**Aim**
Reproduce verbatim the stretch of the material below running from the line containing "This tool reads the photo above" through the final line of the material.

══ Excerpted records ══

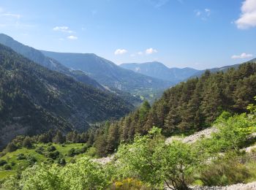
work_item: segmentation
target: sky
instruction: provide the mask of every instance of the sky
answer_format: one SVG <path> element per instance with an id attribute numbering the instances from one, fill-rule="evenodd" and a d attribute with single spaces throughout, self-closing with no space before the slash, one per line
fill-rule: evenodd
<path id="1" fill-rule="evenodd" d="M 117 64 L 203 69 L 256 57 L 256 0 L 0 0 L 0 33 Z"/>

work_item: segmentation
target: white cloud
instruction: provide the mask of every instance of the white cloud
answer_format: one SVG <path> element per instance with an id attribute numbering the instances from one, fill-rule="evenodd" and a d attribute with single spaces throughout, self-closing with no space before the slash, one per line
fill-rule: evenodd
<path id="1" fill-rule="evenodd" d="M 209 17 L 211 15 L 211 10 L 209 9 L 205 9 L 205 12 L 206 13 L 206 15 Z"/>
<path id="2" fill-rule="evenodd" d="M 67 39 L 72 39 L 72 40 L 75 40 L 75 39 L 78 39 L 77 37 L 72 36 L 72 35 L 69 36 L 69 37 L 67 37 Z"/>
<path id="3" fill-rule="evenodd" d="M 256 1 L 245 0 L 241 8 L 240 18 L 236 20 L 236 24 L 239 29 L 246 29 L 256 26 Z"/>
<path id="4" fill-rule="evenodd" d="M 4 13 L 1 15 L 1 16 L 4 16 L 4 17 L 12 17 L 12 18 L 15 18 L 17 19 L 20 19 L 21 15 L 18 15 L 18 14 L 12 14 L 12 13 Z"/>
<path id="5" fill-rule="evenodd" d="M 243 53 L 238 56 L 237 55 L 232 56 L 231 58 L 251 58 L 252 56 L 253 56 L 252 54 Z"/>
<path id="6" fill-rule="evenodd" d="M 154 53 L 157 53 L 157 50 L 153 48 L 146 49 L 145 51 L 146 54 L 152 54 Z"/>
<path id="7" fill-rule="evenodd" d="M 124 49 L 117 49 L 116 50 L 115 50 L 115 55 L 121 55 L 124 53 L 127 53 L 128 51 L 127 50 Z"/>
<path id="8" fill-rule="evenodd" d="M 199 17 L 199 16 L 201 15 L 201 12 L 199 11 L 199 10 L 197 10 L 197 11 L 195 12 L 195 15 L 196 15 L 197 17 Z"/>
<path id="9" fill-rule="evenodd" d="M 194 12 L 197 17 L 199 17 L 202 20 L 206 20 L 207 18 L 211 16 L 211 11 L 210 9 L 206 8 L 204 10 L 194 10 Z"/>
<path id="10" fill-rule="evenodd" d="M 67 33 L 74 33 L 73 31 L 69 30 L 69 28 L 67 26 L 56 26 L 53 28 L 53 31 L 59 31 Z"/>

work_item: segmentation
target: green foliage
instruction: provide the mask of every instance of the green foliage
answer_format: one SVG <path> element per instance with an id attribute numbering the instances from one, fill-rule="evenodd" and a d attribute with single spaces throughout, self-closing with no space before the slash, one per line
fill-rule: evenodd
<path id="1" fill-rule="evenodd" d="M 4 164 L 4 165 L 3 169 L 4 169 L 4 170 L 12 170 L 12 167 L 11 167 L 10 164 Z"/>
<path id="2" fill-rule="evenodd" d="M 206 186 L 227 186 L 244 183 L 251 175 L 241 159 L 234 153 L 226 153 L 206 165 L 200 179 Z"/>
<path id="3" fill-rule="evenodd" d="M 15 126 L 31 135 L 50 129 L 85 130 L 89 123 L 118 118 L 133 109 L 113 93 L 49 70 L 2 45 L 0 57 L 0 129 Z M 6 136 L 0 134 L 3 142 Z"/>
<path id="4" fill-rule="evenodd" d="M 115 182 L 110 189 L 113 190 L 147 190 L 151 189 L 144 185 L 142 181 L 133 178 L 127 178 Z"/>
<path id="5" fill-rule="evenodd" d="M 165 136 L 191 134 L 210 126 L 223 111 L 227 112 L 223 118 L 246 113 L 255 94 L 255 63 L 225 72 L 207 71 L 199 78 L 167 89 L 151 107 L 144 102 L 110 126 L 90 130 L 90 145 L 94 143 L 98 156 L 105 156 L 115 152 L 120 143 L 132 142 L 136 134 L 146 134 L 153 126 L 160 128 Z M 248 109 L 253 113 L 255 108 L 251 104 Z"/>
<path id="6" fill-rule="evenodd" d="M 6 148 L 6 151 L 7 152 L 13 152 L 15 151 L 16 151 L 18 149 L 18 147 L 15 144 L 14 144 L 13 142 L 10 142 L 8 143 L 7 148 Z"/>
<path id="7" fill-rule="evenodd" d="M 154 127 L 148 135 L 136 137 L 133 144 L 121 145 L 118 178 L 138 178 L 155 188 L 162 188 L 165 182 L 187 189 L 187 178 L 201 161 L 199 151 L 181 142 L 165 145 L 160 132 Z"/>
<path id="8" fill-rule="evenodd" d="M 256 121 L 250 119 L 245 113 L 229 118 L 225 115 L 225 113 L 215 123 L 219 132 L 214 133 L 211 138 L 202 140 L 200 148 L 208 153 L 219 153 L 238 151 L 249 145 L 247 137 L 255 131 Z"/>
<path id="9" fill-rule="evenodd" d="M 4 187 L 7 189 L 83 190 L 105 189 L 110 179 L 99 164 L 83 158 L 64 167 L 53 165 L 36 165 L 25 170 L 20 179 L 7 179 Z"/>
<path id="10" fill-rule="evenodd" d="M 32 143 L 29 139 L 29 137 L 26 137 L 23 142 L 23 147 L 25 147 L 26 148 L 32 148 Z"/>
<path id="11" fill-rule="evenodd" d="M 53 145 L 50 145 L 47 148 L 47 151 L 48 152 L 53 152 L 53 151 L 55 151 L 56 150 L 56 148 Z"/>
<path id="12" fill-rule="evenodd" d="M 4 160 L 4 159 L 0 160 L 0 167 L 6 164 L 7 164 L 7 162 L 6 160 Z"/>

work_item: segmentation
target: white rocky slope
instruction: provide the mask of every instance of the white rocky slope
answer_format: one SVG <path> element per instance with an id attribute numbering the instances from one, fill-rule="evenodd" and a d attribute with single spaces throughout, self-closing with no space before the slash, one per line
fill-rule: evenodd
<path id="1" fill-rule="evenodd" d="M 185 137 L 184 138 L 178 137 L 170 137 L 166 139 L 165 143 L 171 143 L 173 140 L 181 140 L 183 142 L 185 143 L 193 143 L 203 137 L 206 138 L 211 137 L 211 134 L 217 132 L 218 132 L 218 129 L 216 127 L 213 126 L 207 128 L 204 130 L 196 132 L 192 135 Z M 256 133 L 252 134 L 252 136 L 253 136 L 253 137 L 255 137 Z M 244 150 L 245 150 L 246 152 L 250 152 L 252 149 L 255 148 L 256 148 L 256 145 L 244 148 Z M 93 161 L 99 164 L 106 164 L 107 163 L 113 160 L 114 156 L 115 155 L 111 155 L 108 157 L 93 159 Z M 228 186 L 195 186 L 190 188 L 192 190 L 256 190 L 256 181 L 249 183 L 246 184 L 238 183 Z M 167 190 L 170 189 L 166 187 L 165 189 Z"/>
<path id="2" fill-rule="evenodd" d="M 183 142 L 185 142 L 185 143 L 193 143 L 202 137 L 208 138 L 211 137 L 211 133 L 217 132 L 218 132 L 218 129 L 216 127 L 212 126 L 212 127 L 207 128 L 204 130 L 200 131 L 198 132 L 196 132 L 189 136 L 185 137 L 184 138 L 181 138 L 178 137 L 170 137 L 166 139 L 165 143 L 170 144 L 170 142 L 172 142 L 173 140 L 181 140 Z"/>

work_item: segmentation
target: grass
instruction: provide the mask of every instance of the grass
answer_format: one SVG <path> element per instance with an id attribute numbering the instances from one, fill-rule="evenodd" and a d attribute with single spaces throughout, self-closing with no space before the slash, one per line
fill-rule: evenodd
<path id="1" fill-rule="evenodd" d="M 84 156 L 89 156 L 86 153 L 80 153 L 74 157 L 68 156 L 67 154 L 71 148 L 80 149 L 82 148 L 86 144 L 85 143 L 72 143 L 72 144 L 65 144 L 64 145 L 59 144 L 52 144 L 56 147 L 56 150 L 64 156 L 67 162 L 69 162 L 72 159 L 81 157 Z M 0 167 L 0 180 L 6 178 L 13 174 L 15 174 L 19 170 L 23 170 L 28 167 L 29 167 L 29 162 L 26 159 L 18 160 L 17 159 L 18 155 L 23 153 L 25 156 L 31 155 L 33 156 L 37 159 L 37 163 L 40 164 L 43 162 L 45 162 L 48 158 L 45 155 L 38 153 L 35 151 L 37 148 L 43 147 L 45 150 L 48 147 L 48 144 L 35 144 L 34 148 L 28 149 L 26 148 L 22 148 L 18 149 L 17 151 L 11 153 L 7 153 L 6 155 L 0 158 L 0 160 L 6 160 L 8 162 L 8 164 L 11 165 L 11 170 L 4 170 L 3 167 Z"/>

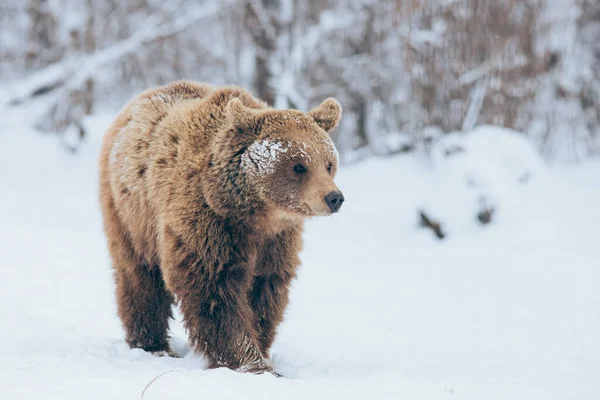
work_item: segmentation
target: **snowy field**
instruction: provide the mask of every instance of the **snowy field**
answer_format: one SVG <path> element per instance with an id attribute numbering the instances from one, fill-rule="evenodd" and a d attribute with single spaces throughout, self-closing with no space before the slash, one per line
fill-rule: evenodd
<path id="1" fill-rule="evenodd" d="M 415 156 L 342 168 L 342 211 L 307 226 L 277 379 L 205 370 L 179 317 L 182 358 L 128 349 L 97 199 L 109 119 L 76 154 L 27 120 L 0 116 L 1 399 L 139 399 L 163 373 L 144 399 L 600 399 L 600 160 L 502 186 L 484 228 Z M 459 220 L 444 241 L 418 226 L 424 198 Z"/>

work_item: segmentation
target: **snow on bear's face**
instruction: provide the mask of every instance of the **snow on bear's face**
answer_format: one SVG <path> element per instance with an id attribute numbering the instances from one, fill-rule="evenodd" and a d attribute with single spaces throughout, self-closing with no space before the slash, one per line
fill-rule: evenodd
<path id="1" fill-rule="evenodd" d="M 340 209 L 344 196 L 334 182 L 339 157 L 328 134 L 340 118 L 337 101 L 328 99 L 307 114 L 234 107 L 260 119 L 260 132 L 242 154 L 241 168 L 266 203 L 297 216 Z"/>

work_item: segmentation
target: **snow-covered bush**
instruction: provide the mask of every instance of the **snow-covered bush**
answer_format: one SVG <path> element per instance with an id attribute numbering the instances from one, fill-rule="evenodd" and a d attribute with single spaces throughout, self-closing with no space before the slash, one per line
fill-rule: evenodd
<path id="1" fill-rule="evenodd" d="M 431 181 L 419 214 L 438 236 L 510 215 L 528 189 L 545 180 L 544 163 L 532 141 L 507 128 L 481 126 L 448 134 L 433 147 L 431 161 Z"/>

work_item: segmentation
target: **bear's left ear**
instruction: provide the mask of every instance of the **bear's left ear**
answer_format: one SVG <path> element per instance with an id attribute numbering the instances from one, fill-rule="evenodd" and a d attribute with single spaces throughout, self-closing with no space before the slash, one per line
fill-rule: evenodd
<path id="1" fill-rule="evenodd" d="M 329 97 L 315 109 L 308 112 L 325 132 L 331 132 L 340 122 L 342 106 L 334 98 Z"/>
<path id="2" fill-rule="evenodd" d="M 240 99 L 233 98 L 225 106 L 225 114 L 240 133 L 258 134 L 262 115 L 259 111 L 246 107 Z"/>

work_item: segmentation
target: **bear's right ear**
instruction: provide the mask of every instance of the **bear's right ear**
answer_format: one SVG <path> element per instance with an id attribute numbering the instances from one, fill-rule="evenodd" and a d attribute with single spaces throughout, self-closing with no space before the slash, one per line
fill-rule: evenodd
<path id="1" fill-rule="evenodd" d="M 240 133 L 258 134 L 260 131 L 260 112 L 246 107 L 237 97 L 229 100 L 225 106 L 225 115 Z"/>

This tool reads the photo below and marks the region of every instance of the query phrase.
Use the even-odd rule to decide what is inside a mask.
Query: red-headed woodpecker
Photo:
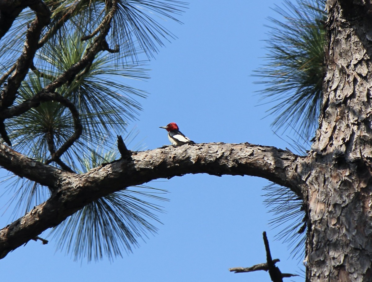
[[[168,131],[168,138],[174,146],[181,146],[184,144],[195,144],[178,130],[178,126],[175,122],[171,122],[166,126],[159,126],[160,128],[165,128]]]

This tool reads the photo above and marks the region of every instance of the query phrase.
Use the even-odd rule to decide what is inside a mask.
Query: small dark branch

═══

**The reply**
This tool reads the photo above and marks the region of every instance of the query phrase.
Use the even-odd rule to decide what is inside a mask.
Query: small dark branch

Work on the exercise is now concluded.